§ Exercise description:
Include the line with "the green grass." and every line before it in the entries below, echoed exactly, but not the pictures.

Point-per-instance localization data

# # # # # # #

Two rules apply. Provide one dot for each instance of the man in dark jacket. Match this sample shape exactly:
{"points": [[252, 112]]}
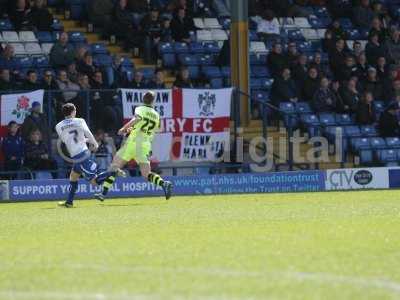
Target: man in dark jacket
{"points": [[62, 54], [284, 89], [36, 120], [181, 25], [310, 85], [40, 17], [13, 149], [388, 121], [276, 60]]}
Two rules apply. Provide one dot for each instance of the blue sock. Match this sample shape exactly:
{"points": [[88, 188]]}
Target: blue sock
{"points": [[73, 186], [101, 177]]}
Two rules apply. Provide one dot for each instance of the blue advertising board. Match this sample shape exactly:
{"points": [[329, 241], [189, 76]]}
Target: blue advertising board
{"points": [[303, 181]]}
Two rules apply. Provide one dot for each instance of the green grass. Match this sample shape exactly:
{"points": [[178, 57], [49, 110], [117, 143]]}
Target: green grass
{"points": [[338, 245]]}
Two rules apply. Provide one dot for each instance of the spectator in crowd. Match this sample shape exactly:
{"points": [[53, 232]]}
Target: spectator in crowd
{"points": [[388, 122], [338, 33], [40, 17], [151, 27], [299, 70], [5, 80], [374, 49], [292, 54], [7, 59], [310, 85], [276, 60], [87, 67], [362, 67], [62, 54], [183, 79], [13, 149], [350, 95], [284, 89], [181, 25], [267, 25], [83, 82], [123, 28], [49, 83], [365, 114], [337, 57], [138, 81], [357, 48], [31, 82], [100, 12], [387, 82], [377, 28], [393, 46], [363, 14], [104, 106], [37, 154], [324, 99], [68, 88], [394, 91], [372, 84], [36, 120], [19, 15], [158, 81], [381, 68], [348, 70]]}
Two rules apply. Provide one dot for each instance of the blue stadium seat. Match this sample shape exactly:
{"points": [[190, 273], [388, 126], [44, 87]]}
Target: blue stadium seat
{"points": [[344, 119], [205, 59], [260, 71], [196, 47], [169, 60], [352, 131], [187, 59], [266, 83], [194, 72], [327, 119], [216, 83], [165, 48], [211, 47], [369, 130], [5, 24], [103, 60], [98, 48], [226, 72], [41, 62], [211, 72], [77, 37], [303, 108], [377, 143], [44, 37], [393, 142], [181, 47], [387, 156]]}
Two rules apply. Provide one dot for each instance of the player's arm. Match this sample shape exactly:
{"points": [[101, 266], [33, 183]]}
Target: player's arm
{"points": [[128, 126], [88, 134]]}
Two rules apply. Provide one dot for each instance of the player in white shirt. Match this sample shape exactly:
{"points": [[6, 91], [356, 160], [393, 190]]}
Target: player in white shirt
{"points": [[75, 134]]}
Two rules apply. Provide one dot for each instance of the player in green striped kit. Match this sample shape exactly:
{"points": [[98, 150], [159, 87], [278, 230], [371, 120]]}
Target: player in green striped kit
{"points": [[141, 130]]}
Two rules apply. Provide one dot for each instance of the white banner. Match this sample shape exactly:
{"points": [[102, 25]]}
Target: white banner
{"points": [[349, 179], [15, 107], [133, 98], [206, 103]]}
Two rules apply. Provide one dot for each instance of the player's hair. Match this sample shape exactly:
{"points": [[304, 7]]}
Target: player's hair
{"points": [[68, 108], [148, 98]]}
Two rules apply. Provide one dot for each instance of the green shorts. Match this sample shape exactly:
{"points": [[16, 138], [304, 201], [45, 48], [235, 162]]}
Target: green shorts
{"points": [[131, 150]]}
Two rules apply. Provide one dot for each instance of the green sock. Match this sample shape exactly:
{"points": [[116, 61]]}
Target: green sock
{"points": [[155, 179], [107, 184]]}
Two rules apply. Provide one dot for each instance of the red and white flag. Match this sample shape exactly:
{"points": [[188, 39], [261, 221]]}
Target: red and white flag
{"points": [[194, 122]]}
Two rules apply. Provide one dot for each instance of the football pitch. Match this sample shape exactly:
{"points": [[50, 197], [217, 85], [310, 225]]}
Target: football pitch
{"points": [[337, 245]]}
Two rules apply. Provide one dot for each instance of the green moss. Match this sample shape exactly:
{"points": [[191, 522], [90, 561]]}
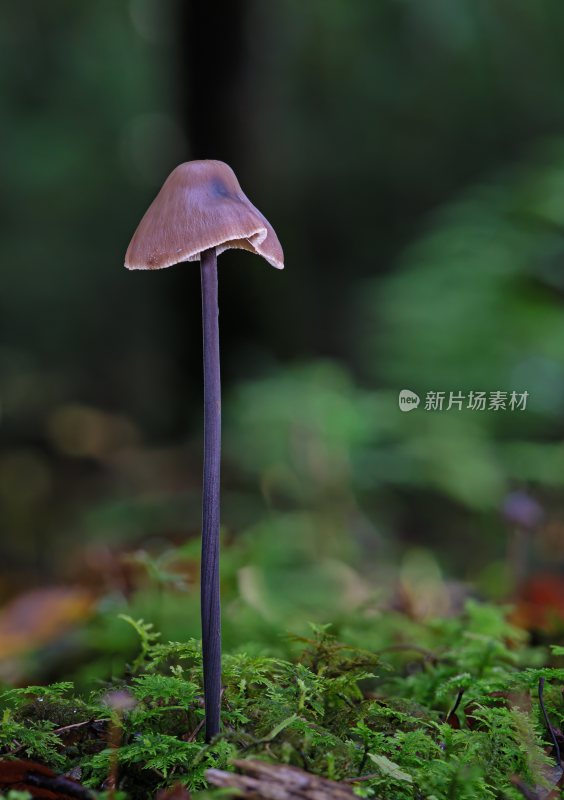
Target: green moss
{"points": [[334, 709]]}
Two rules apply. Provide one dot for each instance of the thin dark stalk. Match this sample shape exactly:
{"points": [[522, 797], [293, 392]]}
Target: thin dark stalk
{"points": [[548, 724], [210, 605]]}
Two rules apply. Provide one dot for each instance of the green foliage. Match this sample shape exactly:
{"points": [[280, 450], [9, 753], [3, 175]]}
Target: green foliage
{"points": [[335, 709]]}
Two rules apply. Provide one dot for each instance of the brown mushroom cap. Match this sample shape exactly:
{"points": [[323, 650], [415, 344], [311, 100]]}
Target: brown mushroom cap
{"points": [[200, 206]]}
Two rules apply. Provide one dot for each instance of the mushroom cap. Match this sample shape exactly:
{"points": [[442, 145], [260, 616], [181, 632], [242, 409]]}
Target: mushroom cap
{"points": [[200, 206]]}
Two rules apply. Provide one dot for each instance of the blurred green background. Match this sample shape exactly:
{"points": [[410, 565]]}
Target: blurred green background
{"points": [[411, 158]]}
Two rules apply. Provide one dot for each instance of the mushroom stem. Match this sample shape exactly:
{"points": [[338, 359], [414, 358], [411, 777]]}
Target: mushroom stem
{"points": [[210, 605]]}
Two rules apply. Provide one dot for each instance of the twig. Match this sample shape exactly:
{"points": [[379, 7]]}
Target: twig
{"points": [[454, 709], [548, 725], [75, 725]]}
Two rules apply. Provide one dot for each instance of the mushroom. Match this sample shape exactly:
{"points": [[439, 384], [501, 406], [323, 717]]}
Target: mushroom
{"points": [[200, 212]]}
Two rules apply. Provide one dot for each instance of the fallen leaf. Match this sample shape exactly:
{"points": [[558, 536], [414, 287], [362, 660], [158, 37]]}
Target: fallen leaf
{"points": [[38, 617], [40, 781], [176, 792], [278, 782], [390, 768]]}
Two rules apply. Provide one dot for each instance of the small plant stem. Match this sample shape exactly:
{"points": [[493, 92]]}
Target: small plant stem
{"points": [[210, 601]]}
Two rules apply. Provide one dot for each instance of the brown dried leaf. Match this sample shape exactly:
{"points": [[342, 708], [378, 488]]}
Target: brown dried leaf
{"points": [[40, 616], [264, 781]]}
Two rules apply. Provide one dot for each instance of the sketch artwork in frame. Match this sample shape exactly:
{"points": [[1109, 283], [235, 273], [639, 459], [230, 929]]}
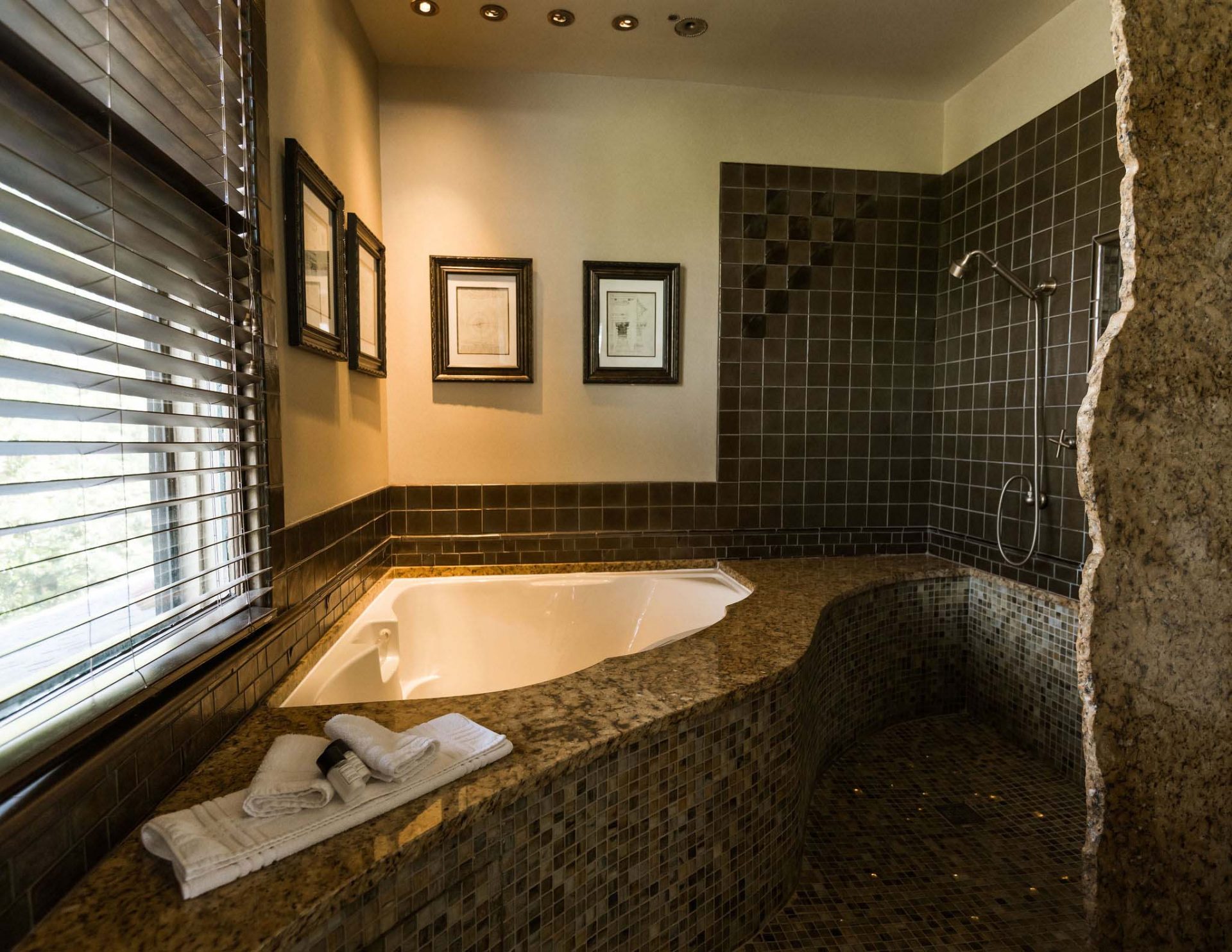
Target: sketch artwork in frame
{"points": [[314, 239], [482, 319], [631, 322], [365, 298]]}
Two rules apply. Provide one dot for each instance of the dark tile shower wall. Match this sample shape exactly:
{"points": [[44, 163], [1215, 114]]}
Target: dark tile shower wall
{"points": [[828, 284], [1034, 200]]}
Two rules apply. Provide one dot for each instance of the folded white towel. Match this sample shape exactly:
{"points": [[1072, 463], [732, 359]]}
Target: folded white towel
{"points": [[215, 843], [388, 755], [289, 780]]}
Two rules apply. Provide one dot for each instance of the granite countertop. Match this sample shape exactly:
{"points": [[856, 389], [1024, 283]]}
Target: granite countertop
{"points": [[131, 899]]}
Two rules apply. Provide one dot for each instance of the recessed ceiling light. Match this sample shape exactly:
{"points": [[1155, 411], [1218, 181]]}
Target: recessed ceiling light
{"points": [[692, 26]]}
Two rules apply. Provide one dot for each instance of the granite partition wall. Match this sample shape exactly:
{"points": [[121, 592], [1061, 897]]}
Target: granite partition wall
{"points": [[1156, 615], [1034, 200]]}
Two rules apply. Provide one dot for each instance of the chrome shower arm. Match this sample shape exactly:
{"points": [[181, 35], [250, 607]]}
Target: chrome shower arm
{"points": [[1023, 289]]}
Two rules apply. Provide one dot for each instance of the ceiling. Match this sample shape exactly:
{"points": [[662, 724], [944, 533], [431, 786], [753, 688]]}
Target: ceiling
{"points": [[914, 49]]}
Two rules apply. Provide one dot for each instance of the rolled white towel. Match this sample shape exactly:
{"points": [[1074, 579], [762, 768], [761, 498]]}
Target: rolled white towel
{"points": [[289, 780], [215, 842], [392, 758]]}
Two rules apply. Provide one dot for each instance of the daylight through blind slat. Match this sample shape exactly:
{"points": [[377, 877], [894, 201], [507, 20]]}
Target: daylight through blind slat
{"points": [[132, 532]]}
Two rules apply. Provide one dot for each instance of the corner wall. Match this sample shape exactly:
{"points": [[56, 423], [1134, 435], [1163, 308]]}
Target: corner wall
{"points": [[1065, 55], [323, 92], [1155, 648], [561, 169]]}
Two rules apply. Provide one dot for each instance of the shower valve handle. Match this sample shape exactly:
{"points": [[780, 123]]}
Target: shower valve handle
{"points": [[1063, 443]]}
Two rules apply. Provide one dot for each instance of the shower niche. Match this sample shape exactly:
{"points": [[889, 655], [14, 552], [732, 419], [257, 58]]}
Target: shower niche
{"points": [[1106, 286]]}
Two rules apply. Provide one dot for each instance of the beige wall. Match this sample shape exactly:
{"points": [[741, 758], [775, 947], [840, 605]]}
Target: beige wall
{"points": [[1057, 60], [561, 169], [323, 92]]}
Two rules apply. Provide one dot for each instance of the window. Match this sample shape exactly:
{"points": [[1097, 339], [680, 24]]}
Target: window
{"points": [[132, 499]]}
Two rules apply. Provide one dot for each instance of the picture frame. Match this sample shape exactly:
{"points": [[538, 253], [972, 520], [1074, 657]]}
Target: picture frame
{"points": [[313, 214], [631, 322], [365, 298], [482, 319]]}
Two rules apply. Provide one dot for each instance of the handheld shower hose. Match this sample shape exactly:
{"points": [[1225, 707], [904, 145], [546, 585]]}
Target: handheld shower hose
{"points": [[1035, 495]]}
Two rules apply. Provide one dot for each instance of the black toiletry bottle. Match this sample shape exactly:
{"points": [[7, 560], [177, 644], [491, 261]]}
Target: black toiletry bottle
{"points": [[344, 770]]}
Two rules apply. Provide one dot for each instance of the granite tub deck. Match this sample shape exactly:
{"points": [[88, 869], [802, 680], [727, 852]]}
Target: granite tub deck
{"points": [[652, 801]]}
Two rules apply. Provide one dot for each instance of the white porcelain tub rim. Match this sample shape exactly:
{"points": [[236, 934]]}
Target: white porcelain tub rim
{"points": [[376, 606]]}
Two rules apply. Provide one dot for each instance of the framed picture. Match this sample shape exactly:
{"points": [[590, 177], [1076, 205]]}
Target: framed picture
{"points": [[631, 316], [314, 225], [482, 319], [365, 297]]}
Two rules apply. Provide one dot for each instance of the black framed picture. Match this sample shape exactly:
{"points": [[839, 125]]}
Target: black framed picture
{"points": [[314, 239], [482, 317], [365, 297], [631, 322]]}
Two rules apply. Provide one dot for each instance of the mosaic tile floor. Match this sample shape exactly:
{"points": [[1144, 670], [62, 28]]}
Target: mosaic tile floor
{"points": [[938, 834]]}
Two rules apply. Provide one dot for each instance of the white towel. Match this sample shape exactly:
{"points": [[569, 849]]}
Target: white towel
{"points": [[388, 755], [215, 843], [289, 780]]}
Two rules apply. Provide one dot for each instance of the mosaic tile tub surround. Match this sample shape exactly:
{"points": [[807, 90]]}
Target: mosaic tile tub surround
{"points": [[654, 801]]}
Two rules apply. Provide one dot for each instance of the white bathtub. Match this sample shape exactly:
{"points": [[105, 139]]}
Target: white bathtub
{"points": [[476, 633]]}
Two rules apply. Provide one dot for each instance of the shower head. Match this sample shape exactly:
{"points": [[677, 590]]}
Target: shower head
{"points": [[960, 266]]}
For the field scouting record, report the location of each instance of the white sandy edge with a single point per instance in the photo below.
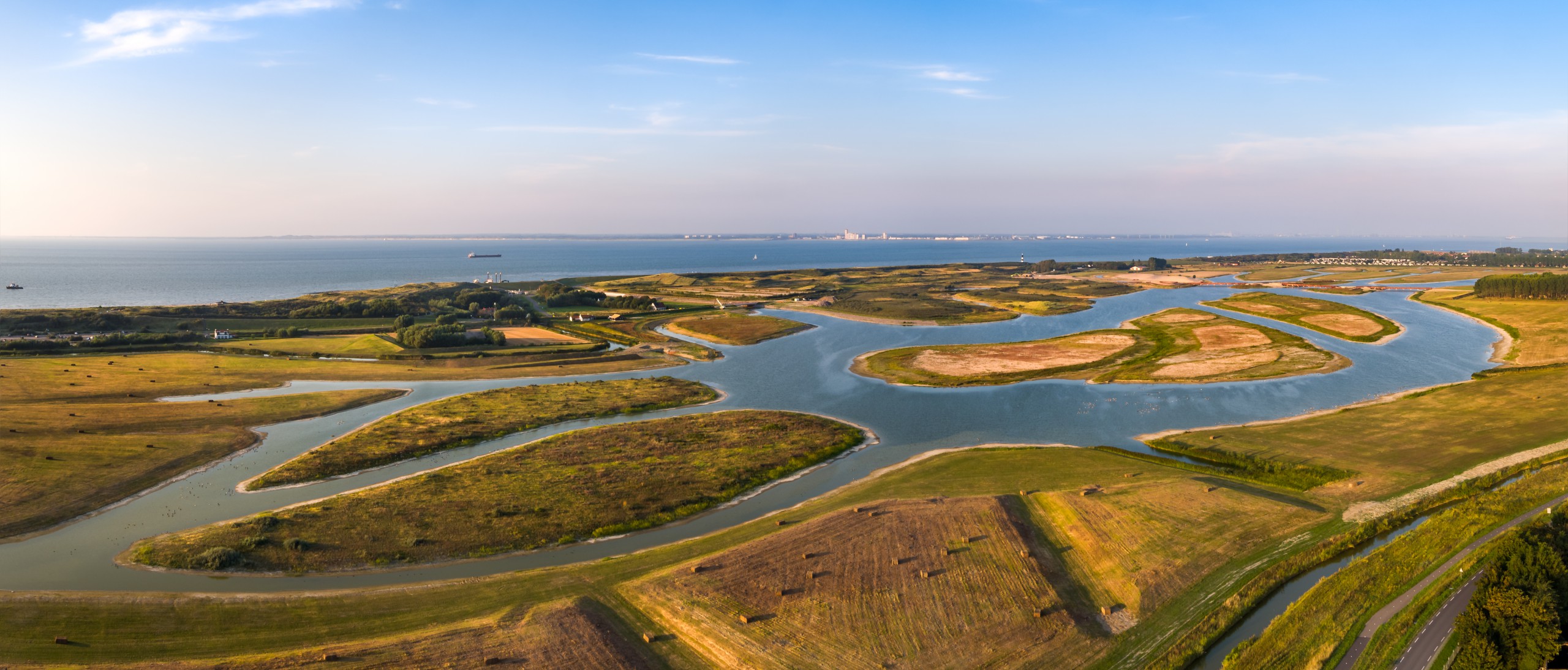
(1499, 349)
(871, 439)
(240, 487)
(261, 437)
(1370, 510)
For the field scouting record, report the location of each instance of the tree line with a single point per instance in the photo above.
(1517, 615)
(1545, 286)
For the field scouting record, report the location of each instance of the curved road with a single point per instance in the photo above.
(1431, 639)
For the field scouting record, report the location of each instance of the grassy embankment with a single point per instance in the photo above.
(101, 456)
(1170, 345)
(1319, 627)
(1324, 316)
(736, 328)
(1539, 327)
(1399, 445)
(590, 482)
(146, 628)
(479, 416)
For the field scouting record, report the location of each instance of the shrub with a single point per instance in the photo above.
(217, 557)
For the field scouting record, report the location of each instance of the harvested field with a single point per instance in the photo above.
(1174, 345)
(1139, 545)
(1214, 366)
(1185, 317)
(869, 603)
(562, 634)
(1324, 316)
(524, 336)
(1222, 338)
(1348, 324)
(1024, 356)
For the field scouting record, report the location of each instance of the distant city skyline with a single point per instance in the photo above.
(361, 118)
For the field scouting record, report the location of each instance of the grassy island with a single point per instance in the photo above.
(1172, 345)
(1324, 316)
(590, 482)
(737, 328)
(1046, 297)
(479, 416)
(63, 460)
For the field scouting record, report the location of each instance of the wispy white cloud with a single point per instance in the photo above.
(447, 104)
(968, 93)
(709, 60)
(135, 34)
(1278, 77)
(952, 76)
(1520, 141)
(615, 130)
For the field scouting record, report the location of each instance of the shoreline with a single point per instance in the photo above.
(240, 487)
(259, 439)
(119, 559)
(857, 317)
(1373, 401)
(1499, 349)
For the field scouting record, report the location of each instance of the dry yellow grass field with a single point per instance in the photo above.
(1542, 324)
(1140, 543)
(575, 634)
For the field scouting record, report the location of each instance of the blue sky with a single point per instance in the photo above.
(330, 116)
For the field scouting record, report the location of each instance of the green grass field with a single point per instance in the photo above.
(1540, 327)
(1178, 345)
(590, 482)
(736, 328)
(1407, 443)
(146, 628)
(1324, 316)
(1321, 625)
(479, 416)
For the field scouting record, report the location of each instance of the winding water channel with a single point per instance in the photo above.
(804, 372)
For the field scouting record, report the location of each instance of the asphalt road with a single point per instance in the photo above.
(1381, 617)
(1431, 639)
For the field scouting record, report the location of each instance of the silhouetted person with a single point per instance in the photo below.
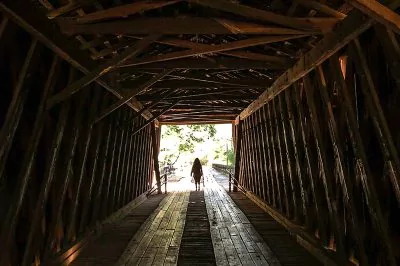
(197, 172)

# # # # # # #

§ Answer area:
Two rules apply. Provide one dot for each instance of the man in dark jacket. Match this sample shape exactly:
{"points": [[252, 112]]}
Target: man in dark jacket
{"points": [[62, 54], [284, 89], [36, 120], [181, 25], [310, 85], [40, 17], [13, 149], [388, 121], [276, 60]]}
Two rules apply. Provide one dot for each instance of the blue sock. Match this sample shape exactly:
{"points": [[88, 188]]}
Target: blue sock
{"points": [[73, 186], [101, 177]]}
Two rules apply. Provide one dot for each instance of the blue advertising board. Match this sample shape exactly:
{"points": [[329, 241], [189, 76]]}
Target: blue advertising board
{"points": [[303, 181]]}
Two rules apply. Provide one dot for each instance of the green grass. Match this sample shape exactly:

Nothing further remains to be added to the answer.